What you have to do
Print everything from "It’s a matter" down to "to the fans." in the excerpt about the racing brothers and their fans, word for word.
>> Start Extract to read
There is no artifice in either brother. Their fan appeal is directly attributable to who they are at their core. And it’s that very genuineness that has throngs of fans standing outside their hauler, waiting for just a moment of their time.

“It’s about being yourself – talking to people,” Hunter said. “It’s not like I turn it on or turn it off; it’s just about being yourself. This is who we are, this is who you get and this is how it will be. You can’t portray something you’re not. If you keep saying you’re an orange, but apples keep popping out, it’s only a matter of time [until they figure it out].”

The key word is ‘throngs’, however. One person wanting just a few moments of time is incidental. Dozens are an entirely different matter.

“It’s tough in Supercross because it’s such a long day,” Hunter said. “The recovery side of it’s tough to do everything. We get stuck outside the grid; we can’t be there for like 10 minutes. We’re stuck there for like an hour. It gets overwhelming at times.

“You feel bad because you want to sign everything, but you’re still here for a job. Every race day is like that. We do the best we can, but there are so many people who wait out front. They’re screaming for you. Even when we’re coming off the sessions, they’re already yelling before you put your bike on the stands. You don’t even get time to take you helmet off.”

It can be a double-edged sword. Personality is only one part of the equation. A much bigger part of the brothers’ fan appeal comes because of their success. Hunter finished second in the last two Supercross 250 West title battles and third in the past two Lucas Oil Pro Motocross Championships.

Jett won the last three titles he competed for, including last year’s 250 East Supercross Championship and the last two Motocross contests.

“I think they expect me to have nothing else to do on a Saturday and that I have unlimited energy,” Jett said. “But, I’m trying to recover for the next race.”

It’s a matter of timing. Jett has gained a reputation last year for handing out hundreds of donuts before the races during Red Bull fan appreciation sessions. And after the race, once the business at hand has been settled, Jett is equally available to the fans.

“After the race it’s fine; I’ll stay behind.” Jett said. “My job is done on the racing side of things, but until that last moto is done, my main thing is dirt bikes. The fans come along with it. The fans are part of the job, but main job at hand is the racing side of things. After the race, I’ll stay there for an hour or so. It’s a lot calmer.”
>> End Extract to read
>> Start Material provided
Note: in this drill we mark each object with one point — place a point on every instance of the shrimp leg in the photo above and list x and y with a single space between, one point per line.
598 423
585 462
>> End Material provided
Exercise result
It’s a matter of timing. Jett has gained a reputation last year for handing out hundreds of donuts before the races during Red Bull fan appreciation sessions. And after the race, once the business at hand has been settled, Jett is equally available to the fans.